_Travail à faire:_
A – Répondez à ces questions sur le texte sur la justice :
(i) À quelle date Rosa Parks a-t-elle refusé de céder sa place dans un autobus ?
(ii) En quelle année les lois ségrégationnistes ont-elles été abrogées ?
(iii) Qu'est-ce qui est réparti dans la première forme de justice partielle ?
B – Selon le texte sur la justice, pourquoi l'acte de Rosa Parks ne serait-il pas juste si l'on prend Aristote au pied de la lettre ? Répondez en une à trois phrases.
C – Prolongez le texte sur la justice à la suite de sa dernière phrase.
━━━ Texte proposé
Le juste est donc ce qui en adéquation avec la loi, c’est-à-dire ce qui est conforme aux différentes sortes de droits et de lois : 

Le juste est aussi ce qui est équitable, c’est-à-dire de ce qui relève d’un équilibre et non d’une égalité parfaite : une justice équitable ne punira pas de façon parfaitement identique une personne précaire qui a dérobé un paquet de biscuits pour pouvoir manger, et une autre qui aura dévalisé une banque, les deux actes relevant pourtant de la même qualification de vol.

Soulignons également l’utilisation de la condition logique “et” : le juste doit être à la fois légal et équitable. En Afrique du Sud et aux États-Unis, la ségrégation raciale a été légale : les personnes de couleur ne pouvaient pas s'asseoir aux premiers rangs de certains autobus, car ils étaient réservés aux “Blancs”. Aux États-Unis, le 1er décembre 1955, une jeune femme noire, Rosa Parks, a refusé de céder sa place dans un autobus à un homme blanc. Elle a été arrêtée, jugée et inculpée pour violation de la loi. Cet acte illégal a été à l’origine de l’abrogation des lois ségrégationnistes en 1964. Ce qu’a fait Rosa Parks en 1955 était sans doute équitable : de nos jours, nous ne comprendrions pas qu’une place d’autobus soit attribuée en fonction d’une couleur de peau. Ce qu’elle a fait n’était pourtant pas, à l’époque, légal, c’est-à-dire conforme à la loi. Si nous prenons Aristote au pied de la lettre, nous pourrions dire que ce qu’a fait Rosa Parks n’était pas juste, puisque, même si cela pouvait être considéré comme équitable, ce n’était pas légal, et donc les deux conditions aristotéliciennes n’étaient pas réunies pour pouvoir affirmer que cet acte était juste. Il faut alors déplacer le questionnement sur le droit et non sur la justice : cette loi ségrégationniste était-elle juste ?

Examinons maintenant la distinction établie par Aristote en matière de justice particulière. Il la qualifie de “partielle”, par opposition à la justice universelle, l’essence de la justice qui relève de la vertu. 

Ainsi donc, la justice qui a rang de vertu globale peut être laissée de côté, ainsi que l’injustice correspondante, parce qu’elles sont des manières d’exercer soit la vertu entière, soit le vice relativement à autrui. [...] De son côté, la justice partielle et ce qui est juste à titre spécial se présente sous deux formes. 

L’une est celle que l’on trouve dans les actes qui consistent à répartir l’honneur, les richesses ou tous les autres avantages qui se partagent entre les membres de la communauté politique. C’est en effet dans ces matières qu’un citoyen peut avoir une part inégale ou égale comparé à un autre.

Quant à la seconde forme, c’est celle qui permet dans les rapports humains d’apporter un correctif, mais elle comporte deux parties, car ces rapports sont contractées tantôt par consentement mutuel, tantôt sans. Ibid., 1130 b - 1131 a.
━━━━━━
━━━ Données fournies
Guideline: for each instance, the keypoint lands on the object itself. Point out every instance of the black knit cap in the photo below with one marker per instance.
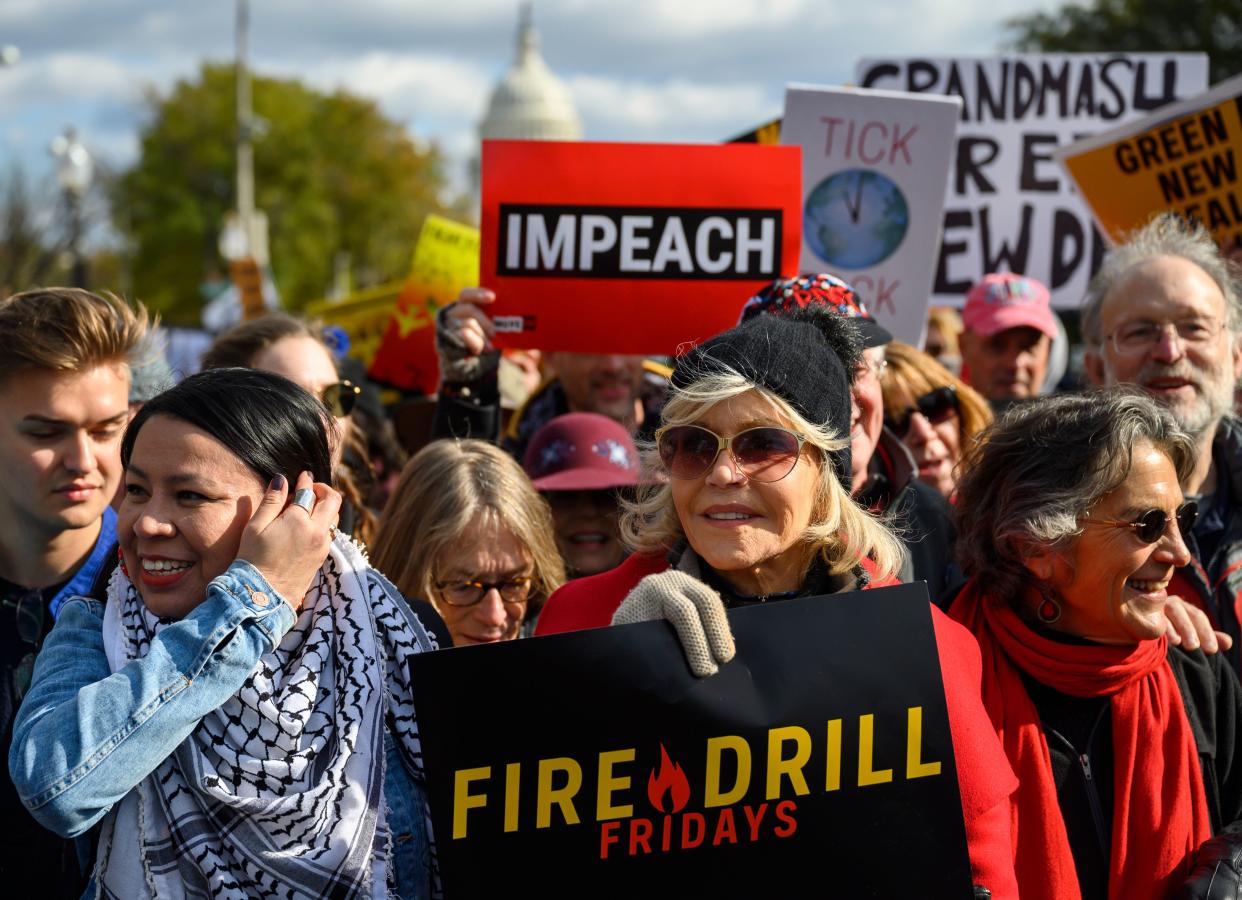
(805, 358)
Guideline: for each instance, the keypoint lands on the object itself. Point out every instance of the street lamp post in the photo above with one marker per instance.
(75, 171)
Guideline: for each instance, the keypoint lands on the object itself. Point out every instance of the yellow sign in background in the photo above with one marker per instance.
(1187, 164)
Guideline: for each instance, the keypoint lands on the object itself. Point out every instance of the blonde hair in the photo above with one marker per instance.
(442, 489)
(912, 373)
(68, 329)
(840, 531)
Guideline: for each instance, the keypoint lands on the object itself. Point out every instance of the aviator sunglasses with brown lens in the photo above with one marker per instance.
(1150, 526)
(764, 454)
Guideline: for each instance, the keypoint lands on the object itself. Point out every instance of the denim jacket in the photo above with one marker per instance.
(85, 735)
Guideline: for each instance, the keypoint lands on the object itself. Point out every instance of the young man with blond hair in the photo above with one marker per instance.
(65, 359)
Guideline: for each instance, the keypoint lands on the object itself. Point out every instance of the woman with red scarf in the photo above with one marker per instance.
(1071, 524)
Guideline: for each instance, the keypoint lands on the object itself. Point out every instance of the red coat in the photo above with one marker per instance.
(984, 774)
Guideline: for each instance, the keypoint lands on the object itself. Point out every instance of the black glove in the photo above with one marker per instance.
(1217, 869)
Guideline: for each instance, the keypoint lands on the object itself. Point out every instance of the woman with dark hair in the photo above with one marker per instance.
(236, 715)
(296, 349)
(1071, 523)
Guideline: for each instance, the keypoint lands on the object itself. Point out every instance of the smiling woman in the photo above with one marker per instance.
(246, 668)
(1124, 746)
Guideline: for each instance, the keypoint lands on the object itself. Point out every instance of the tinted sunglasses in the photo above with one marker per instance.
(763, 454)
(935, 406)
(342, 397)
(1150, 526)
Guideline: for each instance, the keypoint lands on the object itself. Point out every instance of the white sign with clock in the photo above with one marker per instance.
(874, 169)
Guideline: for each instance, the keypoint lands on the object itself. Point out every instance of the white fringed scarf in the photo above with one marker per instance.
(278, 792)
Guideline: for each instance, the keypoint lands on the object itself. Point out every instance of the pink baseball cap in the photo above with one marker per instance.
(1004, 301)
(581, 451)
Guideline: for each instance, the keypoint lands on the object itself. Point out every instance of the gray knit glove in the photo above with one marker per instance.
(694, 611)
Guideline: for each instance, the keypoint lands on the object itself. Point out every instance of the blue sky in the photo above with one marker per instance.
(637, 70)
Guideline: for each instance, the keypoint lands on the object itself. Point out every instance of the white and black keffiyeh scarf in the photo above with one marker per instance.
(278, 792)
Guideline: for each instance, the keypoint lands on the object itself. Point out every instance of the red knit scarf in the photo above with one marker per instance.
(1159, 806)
━━━━━━
━━━ Données fournies
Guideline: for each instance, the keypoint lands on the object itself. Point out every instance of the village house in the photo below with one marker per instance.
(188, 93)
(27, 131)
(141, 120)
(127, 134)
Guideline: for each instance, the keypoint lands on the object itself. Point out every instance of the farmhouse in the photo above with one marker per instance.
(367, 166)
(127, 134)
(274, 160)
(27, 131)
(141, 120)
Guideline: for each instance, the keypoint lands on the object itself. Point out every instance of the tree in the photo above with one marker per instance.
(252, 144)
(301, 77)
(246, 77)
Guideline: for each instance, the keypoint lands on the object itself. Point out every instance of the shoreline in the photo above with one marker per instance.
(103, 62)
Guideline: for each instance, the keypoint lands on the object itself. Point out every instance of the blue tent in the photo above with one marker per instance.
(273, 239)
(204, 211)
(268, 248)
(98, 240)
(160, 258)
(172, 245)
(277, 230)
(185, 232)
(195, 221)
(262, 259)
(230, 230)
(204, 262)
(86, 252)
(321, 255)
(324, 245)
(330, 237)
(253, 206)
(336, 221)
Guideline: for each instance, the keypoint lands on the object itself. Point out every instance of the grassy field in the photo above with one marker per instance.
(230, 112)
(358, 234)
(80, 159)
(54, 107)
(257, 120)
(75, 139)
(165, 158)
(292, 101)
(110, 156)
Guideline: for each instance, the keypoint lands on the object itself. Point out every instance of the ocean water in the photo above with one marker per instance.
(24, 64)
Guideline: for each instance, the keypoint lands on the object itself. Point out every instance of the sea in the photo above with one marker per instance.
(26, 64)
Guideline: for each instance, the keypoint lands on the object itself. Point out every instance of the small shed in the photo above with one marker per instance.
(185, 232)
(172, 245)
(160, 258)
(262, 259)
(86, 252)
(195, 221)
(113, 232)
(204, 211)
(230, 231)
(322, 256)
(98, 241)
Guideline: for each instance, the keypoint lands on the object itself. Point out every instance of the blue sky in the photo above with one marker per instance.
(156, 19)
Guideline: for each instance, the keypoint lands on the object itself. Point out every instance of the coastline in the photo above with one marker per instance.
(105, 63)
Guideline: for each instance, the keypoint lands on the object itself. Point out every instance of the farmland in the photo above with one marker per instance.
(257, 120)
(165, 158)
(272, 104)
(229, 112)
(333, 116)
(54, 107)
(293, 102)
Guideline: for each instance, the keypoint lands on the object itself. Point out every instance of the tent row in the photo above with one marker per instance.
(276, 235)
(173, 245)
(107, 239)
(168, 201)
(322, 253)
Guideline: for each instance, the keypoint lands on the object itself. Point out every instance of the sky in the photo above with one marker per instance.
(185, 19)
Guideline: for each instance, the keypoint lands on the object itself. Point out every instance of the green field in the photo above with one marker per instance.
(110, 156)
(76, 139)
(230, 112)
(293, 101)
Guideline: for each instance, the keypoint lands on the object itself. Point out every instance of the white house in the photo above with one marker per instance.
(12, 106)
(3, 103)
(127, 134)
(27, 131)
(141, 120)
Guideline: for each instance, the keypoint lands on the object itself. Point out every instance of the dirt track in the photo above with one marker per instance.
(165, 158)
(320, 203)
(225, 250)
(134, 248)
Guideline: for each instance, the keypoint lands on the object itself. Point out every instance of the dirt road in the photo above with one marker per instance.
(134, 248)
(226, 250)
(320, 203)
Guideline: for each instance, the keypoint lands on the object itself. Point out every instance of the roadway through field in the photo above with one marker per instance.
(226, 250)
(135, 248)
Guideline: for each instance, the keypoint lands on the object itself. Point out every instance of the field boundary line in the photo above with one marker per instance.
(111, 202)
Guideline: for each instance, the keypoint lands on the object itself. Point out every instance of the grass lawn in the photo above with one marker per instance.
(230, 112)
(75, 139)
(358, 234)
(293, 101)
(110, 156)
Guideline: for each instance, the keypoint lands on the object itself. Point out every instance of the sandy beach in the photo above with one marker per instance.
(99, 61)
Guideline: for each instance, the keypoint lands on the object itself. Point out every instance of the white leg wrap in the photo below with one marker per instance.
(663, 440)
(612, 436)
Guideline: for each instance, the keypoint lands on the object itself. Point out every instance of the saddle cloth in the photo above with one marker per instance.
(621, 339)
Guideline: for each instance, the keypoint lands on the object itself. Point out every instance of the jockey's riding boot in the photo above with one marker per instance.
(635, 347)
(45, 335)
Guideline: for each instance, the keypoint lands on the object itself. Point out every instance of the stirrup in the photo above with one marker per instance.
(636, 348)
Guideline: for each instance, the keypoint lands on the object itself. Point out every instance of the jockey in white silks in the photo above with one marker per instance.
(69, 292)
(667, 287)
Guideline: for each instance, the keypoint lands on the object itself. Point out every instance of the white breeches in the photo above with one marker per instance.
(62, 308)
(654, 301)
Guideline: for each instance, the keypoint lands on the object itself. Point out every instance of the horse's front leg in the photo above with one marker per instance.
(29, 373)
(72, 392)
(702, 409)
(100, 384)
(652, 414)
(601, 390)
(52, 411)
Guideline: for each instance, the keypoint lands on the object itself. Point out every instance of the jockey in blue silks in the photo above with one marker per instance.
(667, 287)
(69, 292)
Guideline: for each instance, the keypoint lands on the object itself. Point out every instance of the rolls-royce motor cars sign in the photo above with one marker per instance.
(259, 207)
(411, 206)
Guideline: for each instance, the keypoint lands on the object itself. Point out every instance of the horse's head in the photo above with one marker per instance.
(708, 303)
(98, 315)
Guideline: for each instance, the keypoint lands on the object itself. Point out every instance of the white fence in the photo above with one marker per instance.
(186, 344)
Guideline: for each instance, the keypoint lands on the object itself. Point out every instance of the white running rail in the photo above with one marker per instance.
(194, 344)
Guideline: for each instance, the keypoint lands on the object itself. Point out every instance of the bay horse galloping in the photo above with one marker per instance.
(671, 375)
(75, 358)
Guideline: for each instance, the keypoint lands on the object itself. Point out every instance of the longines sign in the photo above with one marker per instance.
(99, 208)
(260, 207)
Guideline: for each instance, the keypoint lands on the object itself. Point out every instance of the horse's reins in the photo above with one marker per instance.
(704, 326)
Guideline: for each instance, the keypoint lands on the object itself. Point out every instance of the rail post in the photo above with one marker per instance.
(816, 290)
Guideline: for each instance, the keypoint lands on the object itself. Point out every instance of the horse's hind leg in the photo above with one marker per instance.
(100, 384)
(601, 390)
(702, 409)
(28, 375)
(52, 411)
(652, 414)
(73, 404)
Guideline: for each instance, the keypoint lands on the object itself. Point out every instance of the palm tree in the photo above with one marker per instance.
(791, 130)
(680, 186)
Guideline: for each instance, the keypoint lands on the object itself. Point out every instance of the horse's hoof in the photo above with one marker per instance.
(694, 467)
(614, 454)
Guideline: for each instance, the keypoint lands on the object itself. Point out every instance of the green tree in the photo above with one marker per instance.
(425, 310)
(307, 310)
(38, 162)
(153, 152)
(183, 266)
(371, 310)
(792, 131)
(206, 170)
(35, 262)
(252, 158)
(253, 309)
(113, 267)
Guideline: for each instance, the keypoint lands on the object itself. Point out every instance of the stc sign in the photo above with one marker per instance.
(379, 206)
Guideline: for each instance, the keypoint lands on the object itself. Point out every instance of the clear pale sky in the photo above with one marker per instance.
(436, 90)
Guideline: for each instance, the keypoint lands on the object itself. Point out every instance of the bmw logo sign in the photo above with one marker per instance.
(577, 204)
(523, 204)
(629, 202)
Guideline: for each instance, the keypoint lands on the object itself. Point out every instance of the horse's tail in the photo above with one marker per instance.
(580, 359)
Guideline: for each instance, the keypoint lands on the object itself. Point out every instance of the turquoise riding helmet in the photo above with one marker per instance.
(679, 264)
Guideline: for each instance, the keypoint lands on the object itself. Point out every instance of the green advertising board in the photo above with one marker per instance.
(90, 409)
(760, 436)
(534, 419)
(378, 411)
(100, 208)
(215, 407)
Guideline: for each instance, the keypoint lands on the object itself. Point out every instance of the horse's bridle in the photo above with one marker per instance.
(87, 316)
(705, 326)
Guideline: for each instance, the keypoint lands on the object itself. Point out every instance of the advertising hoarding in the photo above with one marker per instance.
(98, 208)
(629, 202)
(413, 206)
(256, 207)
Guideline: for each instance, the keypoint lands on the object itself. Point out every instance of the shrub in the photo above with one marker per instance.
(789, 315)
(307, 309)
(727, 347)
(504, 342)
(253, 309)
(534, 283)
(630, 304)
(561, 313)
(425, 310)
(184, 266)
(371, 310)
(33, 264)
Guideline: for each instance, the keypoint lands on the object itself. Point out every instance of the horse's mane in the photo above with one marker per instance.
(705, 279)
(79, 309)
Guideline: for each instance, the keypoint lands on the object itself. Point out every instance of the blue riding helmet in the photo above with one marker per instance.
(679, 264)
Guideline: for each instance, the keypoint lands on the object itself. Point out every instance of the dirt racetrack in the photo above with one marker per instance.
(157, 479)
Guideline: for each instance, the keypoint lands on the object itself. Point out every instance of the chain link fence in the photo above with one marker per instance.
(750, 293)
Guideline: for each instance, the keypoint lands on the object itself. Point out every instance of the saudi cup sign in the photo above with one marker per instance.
━━━━━━
_Réponses attendues:_
A –
(i) Le 1er décembre 1955.
(ii) En 1964.
(iii) L'honneur, les richesses ou tous les autres avantages qui se partagent entre les membres de la communauté politique.

B – Pour Aristote, le juste doit être à la fois légal et équitable. L'acte de Rosa Parks pouvait être considéré comme équitable, mais il n'était pas légal à l'époque. Les deux conditions n'étaient donc pas réunies.

C –
La justice partielle se divise en deux formes, selon l’objet qui est en cause. La justice distributive juge des biens, honneurs et richesses, à répartir entre les membres de la cité. Cette justice sera juste parce que légale et équitable, mais il n’y aura pas égalité entre tous les citoyens : le soldat, l’artisan, le politicien ne recevront pas les mêmes honneurs ni les mêmes richesses. Il s’agit d’une justice selon un ordre de mérite, établi selon le régime politique.

[La justice distributive] Il faut donc nécessairement que le juste implique à tout le moins quatre termes, puisque les personnes pour lesquelles une répartition se trouve juste sont au moins deux et que les choses impliquées forment deux parts. Ibid., 1131 a.

La justice sera rendue afin d’arriver à un juste milieu, une juste moyenne, entre les personnes, leurs positions sociales ou leur mérite, et ce qui est partagé. Autrement dit, la juste moyenne est faite entre le “qui” - les personnes “d’un certain genre” -, et le “quoi” - l’objet du partage. La justice distributive aboutira ainsi à une “égalité proportionnelle”. Il s’agit de “donner à chacun ce qui lui est dû”. Cette formule sera reprise par les juristes romains : suum cuique tribuere, qui se traduit aussi par “attribuer à chacun le sien”.

A la différence de la justice distributive, la justice corrective va examiner les rapports entre personnes, sans considération du statut particulier des personnes elles-mêmes. Deux domaines concernent la justice corrective : les relations contractuelles volontaires et consenties, parmi lesquelles les ventes et achats, le salaire, etc. ; les relations non consenties et donc involontaires, parmi lesquelles le vol, l’adultère ou les actes de violence.

La justice corrective ne considère que le dommage. Peu importe en effet qu’une spoliation soit commise par un honnête homme aux dépens d’un vilain ou l’inverse, ou que l’auteur d’un adultère soit honnête homme ou vilain. Ce qui importe, au contraire, c’est le dommage occasionné, et la seule chose que considère la loi, traitant les personnes sur un pied d'égalité, c’est de savoir si l’une a commis une injustice dont l’autre a été victime, autrement dit, si l’un a causé un dommage dont l'autre a été victime. Ibid., 1132 a.

La détermination de ce qui est juste ne portera donc pas sur les personnes. Que l’accusé soit un riche politique et la victime un pauvre hère, ou l’inverse, ne changera rien au jugement qui va se concentrer uniquement sur le contenu de la relation entre les deux. L’égalité entre citoyens est ici parfaite. Ce qui est juste est ici légal (le respect des conditions du contrat), équitable (à chacun revient son dû), et égal (le statut social n’entre pas en considération). Comme dans la justice contemporaine, il faut trois éléments : la faute commise par l’accusé, le dommage subi par la victime, et la preuve d’un lien de causalité entre les deux. Notre justice est aristotélicienne (sur ce point).

Jean-Jacques Rousseau (1712-1778)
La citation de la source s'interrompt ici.